Copy out every one of the following entries line for line, without any alteration.

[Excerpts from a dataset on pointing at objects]

++++++++++++++++++++

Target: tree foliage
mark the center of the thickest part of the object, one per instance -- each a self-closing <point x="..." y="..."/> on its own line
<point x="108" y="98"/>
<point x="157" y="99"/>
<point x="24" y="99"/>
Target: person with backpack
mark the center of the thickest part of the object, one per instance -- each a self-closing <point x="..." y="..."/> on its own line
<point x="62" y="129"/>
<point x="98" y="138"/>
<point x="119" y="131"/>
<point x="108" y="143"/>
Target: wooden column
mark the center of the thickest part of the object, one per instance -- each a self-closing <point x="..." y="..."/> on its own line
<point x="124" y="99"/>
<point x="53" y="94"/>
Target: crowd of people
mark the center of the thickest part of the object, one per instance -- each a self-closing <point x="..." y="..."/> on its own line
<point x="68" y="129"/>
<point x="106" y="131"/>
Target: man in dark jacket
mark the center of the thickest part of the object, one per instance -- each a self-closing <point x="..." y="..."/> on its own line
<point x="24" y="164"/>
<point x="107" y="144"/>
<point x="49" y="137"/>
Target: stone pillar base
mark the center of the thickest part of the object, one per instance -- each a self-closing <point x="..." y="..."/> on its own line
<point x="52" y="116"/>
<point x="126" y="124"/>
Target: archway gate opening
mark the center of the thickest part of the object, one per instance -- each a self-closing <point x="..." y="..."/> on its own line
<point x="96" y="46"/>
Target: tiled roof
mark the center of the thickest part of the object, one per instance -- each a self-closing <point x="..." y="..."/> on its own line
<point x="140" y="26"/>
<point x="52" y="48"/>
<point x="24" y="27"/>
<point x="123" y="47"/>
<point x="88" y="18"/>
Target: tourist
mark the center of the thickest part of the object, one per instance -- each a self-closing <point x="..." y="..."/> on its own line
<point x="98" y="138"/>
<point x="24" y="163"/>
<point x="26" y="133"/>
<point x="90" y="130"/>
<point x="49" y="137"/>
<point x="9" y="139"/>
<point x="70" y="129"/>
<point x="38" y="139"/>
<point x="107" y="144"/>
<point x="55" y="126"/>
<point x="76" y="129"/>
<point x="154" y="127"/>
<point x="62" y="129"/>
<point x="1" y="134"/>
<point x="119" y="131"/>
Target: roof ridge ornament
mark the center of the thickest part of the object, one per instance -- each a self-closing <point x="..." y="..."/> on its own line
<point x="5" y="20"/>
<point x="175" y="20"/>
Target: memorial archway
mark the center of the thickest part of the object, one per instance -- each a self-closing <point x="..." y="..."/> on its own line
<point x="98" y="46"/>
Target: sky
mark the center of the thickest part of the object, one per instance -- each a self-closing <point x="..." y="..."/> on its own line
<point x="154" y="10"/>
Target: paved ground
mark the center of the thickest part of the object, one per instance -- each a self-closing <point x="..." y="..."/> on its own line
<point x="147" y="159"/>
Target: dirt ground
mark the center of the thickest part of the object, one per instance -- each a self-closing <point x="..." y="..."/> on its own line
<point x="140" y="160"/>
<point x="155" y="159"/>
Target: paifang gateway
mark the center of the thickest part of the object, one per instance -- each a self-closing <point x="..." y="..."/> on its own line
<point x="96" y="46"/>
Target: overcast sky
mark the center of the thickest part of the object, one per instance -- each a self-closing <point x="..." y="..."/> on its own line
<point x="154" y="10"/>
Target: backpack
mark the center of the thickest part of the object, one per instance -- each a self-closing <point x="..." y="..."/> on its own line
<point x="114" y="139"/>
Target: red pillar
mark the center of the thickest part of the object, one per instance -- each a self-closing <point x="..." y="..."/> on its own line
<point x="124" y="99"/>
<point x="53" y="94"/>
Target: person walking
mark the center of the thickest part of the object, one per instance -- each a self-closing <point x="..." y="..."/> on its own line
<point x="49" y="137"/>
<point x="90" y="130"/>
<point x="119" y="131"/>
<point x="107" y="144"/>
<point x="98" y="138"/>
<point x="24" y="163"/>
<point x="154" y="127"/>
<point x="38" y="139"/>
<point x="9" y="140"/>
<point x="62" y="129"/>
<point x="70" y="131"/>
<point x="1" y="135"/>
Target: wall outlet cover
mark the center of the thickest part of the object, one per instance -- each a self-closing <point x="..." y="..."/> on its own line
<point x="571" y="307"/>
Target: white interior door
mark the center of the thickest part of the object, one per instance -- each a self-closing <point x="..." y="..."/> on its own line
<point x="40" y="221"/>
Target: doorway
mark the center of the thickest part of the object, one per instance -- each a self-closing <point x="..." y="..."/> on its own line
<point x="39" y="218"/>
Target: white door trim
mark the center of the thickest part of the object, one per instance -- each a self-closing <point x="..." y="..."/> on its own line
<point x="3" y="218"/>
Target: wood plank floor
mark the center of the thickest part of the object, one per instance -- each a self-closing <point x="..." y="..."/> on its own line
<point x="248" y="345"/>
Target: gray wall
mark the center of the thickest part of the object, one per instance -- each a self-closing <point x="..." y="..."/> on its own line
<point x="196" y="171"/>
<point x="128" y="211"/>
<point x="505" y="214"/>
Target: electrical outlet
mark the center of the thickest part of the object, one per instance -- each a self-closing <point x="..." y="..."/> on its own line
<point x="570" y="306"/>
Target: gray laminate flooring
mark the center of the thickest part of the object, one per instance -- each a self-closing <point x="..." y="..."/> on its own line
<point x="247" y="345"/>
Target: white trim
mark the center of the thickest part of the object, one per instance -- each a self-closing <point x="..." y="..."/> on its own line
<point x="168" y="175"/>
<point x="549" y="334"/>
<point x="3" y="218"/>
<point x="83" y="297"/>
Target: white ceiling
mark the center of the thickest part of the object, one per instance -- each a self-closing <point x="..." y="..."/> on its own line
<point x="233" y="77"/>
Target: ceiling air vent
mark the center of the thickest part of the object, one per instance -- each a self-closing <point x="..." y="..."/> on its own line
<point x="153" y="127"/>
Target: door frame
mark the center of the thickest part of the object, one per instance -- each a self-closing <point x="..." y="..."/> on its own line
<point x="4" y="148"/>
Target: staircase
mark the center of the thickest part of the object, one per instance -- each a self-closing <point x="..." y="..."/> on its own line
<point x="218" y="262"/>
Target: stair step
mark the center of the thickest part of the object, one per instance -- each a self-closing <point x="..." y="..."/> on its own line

++++++++++++++++++++

## Reply
Target: tree foliage
mark the center of the thickest part of the object, one per instance -- each a self-closing <point x="..." y="..."/> on its own line
<point x="108" y="98"/>
<point x="157" y="99"/>
<point x="24" y="99"/>
Target: person with backpack
mark the center of the thickest part of the object, one per instance -- each a self-closing <point x="..." y="..."/> on its own line
<point x="62" y="129"/>
<point x="98" y="138"/>
<point x="119" y="131"/>
<point x="108" y="143"/>
Target: wooden column
mark the center of the thickest part of the object, one per instance -- each a self-closing <point x="..." y="..."/> on its own line
<point x="124" y="99"/>
<point x="53" y="94"/>
Target: crowd of people
mark the center of the thickest part of the object, one per instance -- each a self-closing <point x="..." y="..."/> on its own line
<point x="68" y="129"/>
<point x="106" y="131"/>
Target: man in dark jacket
mark the center of the thickest part of the object, one per instance -- each a self-closing <point x="..." y="..."/> on its own line
<point x="24" y="164"/>
<point x="107" y="144"/>
<point x="49" y="137"/>
Target: stone pillar base
mark the center of the thickest part of the object, one per instance -- each a self-closing <point x="..." y="..."/> on its own line
<point x="52" y="116"/>
<point x="126" y="124"/>
Target: archway gate opening
mark the center of the thickest part of the object, one per instance -- each a self-closing <point x="..." y="..."/> on its own line
<point x="96" y="46"/>
Target: tiled roof
mark the center of the thickest part of the object, one per instance -- each a self-closing <point x="..." y="..."/> on its own line
<point x="140" y="26"/>
<point x="52" y="48"/>
<point x="24" y="27"/>
<point x="123" y="47"/>
<point x="88" y="18"/>
Target: tourist
mark the center of the thickest part of the object, one per instance -- each a self-closing <point x="..." y="..."/> on its own line
<point x="98" y="138"/>
<point x="24" y="163"/>
<point x="26" y="133"/>
<point x="90" y="130"/>
<point x="49" y="137"/>
<point x="9" y="139"/>
<point x="70" y="129"/>
<point x="38" y="139"/>
<point x="107" y="144"/>
<point x="55" y="126"/>
<point x="76" y="129"/>
<point x="154" y="127"/>
<point x="62" y="129"/>
<point x="1" y="134"/>
<point x="119" y="131"/>
Target: roof ridge ornament
mark the center of the thickest part of the object, one per instance -- each a self-closing <point x="..." y="..."/> on its own line
<point x="5" y="20"/>
<point x="175" y="20"/>
Target: memorial archway
mark the center of the thickest part of the object, one per instance -- each a self-closing <point x="..." y="..."/> on its own line
<point x="98" y="46"/>
Target: sky
mark the center of the thickest part of the object, one per instance -- each a self-closing <point x="..." y="..."/> on its own line
<point x="154" y="10"/>
Target: paved ground
mark the center of the thickest part of the object, one per instance -- each a self-closing <point x="..." y="..."/> on its own line
<point x="147" y="159"/>
Target: dirt ground
mark the center of the thickest part of the object, one per instance -- each a self-closing <point x="..." y="..."/> on its own line
<point x="140" y="160"/>
<point x="155" y="159"/>
Target: paifang gateway
mark the center of the thickest part of the object, one per instance -- each a self-closing <point x="..." y="..."/> on its own line
<point x="96" y="46"/>
Target: overcast sky
mark the center of the thickest part of the object, one per instance -- each a self-closing <point x="..." y="..."/> on its own line
<point x="154" y="10"/>
Target: backpack
mark the center of the thickest part of the object, one per instance -- each a self-closing <point x="..." y="..."/> on its own line
<point x="114" y="139"/>
Target: red pillar
mark the center of the thickest part of the object, one per instance -- each a self-closing <point x="..." y="..."/> on its own line
<point x="124" y="99"/>
<point x="53" y="94"/>
Target: person walking
mark the center of the thickest part of the object, one per instance -- each a self-closing <point x="..." y="..."/> on its own line
<point x="49" y="137"/>
<point x="90" y="130"/>
<point x="119" y="131"/>
<point x="107" y="144"/>
<point x="98" y="138"/>
<point x="24" y="163"/>
<point x="154" y="127"/>
<point x="38" y="139"/>
<point x="9" y="140"/>
<point x="62" y="129"/>
<point x="70" y="131"/>
<point x="1" y="135"/>
Target: wall outlet cover
mark the center of the thickest part of the object, one per instance -- each a self-closing <point x="..." y="..."/> on its own line
<point x="571" y="307"/>
Target: white interior door
mark the center of the thickest part of the object, one per instance -- each a self-closing <point x="..." y="..."/> on its own line
<point x="40" y="221"/>
Target: doorway
mark the center of the thickest part of the object, one per instance -- each a self-closing <point x="..." y="..."/> on its own line
<point x="39" y="218"/>
Target: white door trim
mark the center of the thickest part of the object, one per instance -- each a self-closing <point x="..." y="..."/> on its own line
<point x="3" y="218"/>
Target: wood plank floor
mark the center of the thickest part of the object, one per instance -- each a self-closing <point x="..." y="..."/> on its own line
<point x="248" y="345"/>
Target: gray wall
mark the center of the thickest part of the object, one per instance -- each a self-closing <point x="..." y="..."/> on its own line
<point x="196" y="171"/>
<point x="128" y="211"/>
<point x="505" y="214"/>
Target: electrical outlet
mark the center of the thickest part of the object, one per instance -- each a self-closing <point x="..." y="..."/> on its own line
<point x="570" y="306"/>
Target: gray laminate flooring
mark the center of the thickest part of the object, one per instance -- each a self-closing <point x="..." y="..."/> on its own line
<point x="247" y="345"/>
Target: white trim
mark the center of the thickest part of the object, one per instance -- each a self-closing <point x="..." y="..."/> on its own line
<point x="168" y="175"/>
<point x="549" y="334"/>
<point x="3" y="218"/>
<point x="83" y="297"/>
Target: white ceiling
mark the center of the thickest part of the object, one per instance -- each a self-closing <point x="..." y="..."/> on its own line
<point x="233" y="77"/>
Target: ceiling air vent
mark the center of the thickest part of the object, one per instance -- each a self-closing <point x="..." y="..."/> on its own line
<point x="153" y="127"/>
Target: door frame
mark the center of the thickest part of the object, one per instance -- each a self-closing <point x="..." y="..."/> on its own line
<point x="4" y="148"/>
Target: staircase
mark the center of the thickest part of the object, one per instance -- each a self-closing <point x="..." y="..."/> on its own line
<point x="218" y="262"/>
Target: stair step
mark the center of the thickest part of the object, one per instance -- each a self-closing <point x="..." y="..."/> on its own line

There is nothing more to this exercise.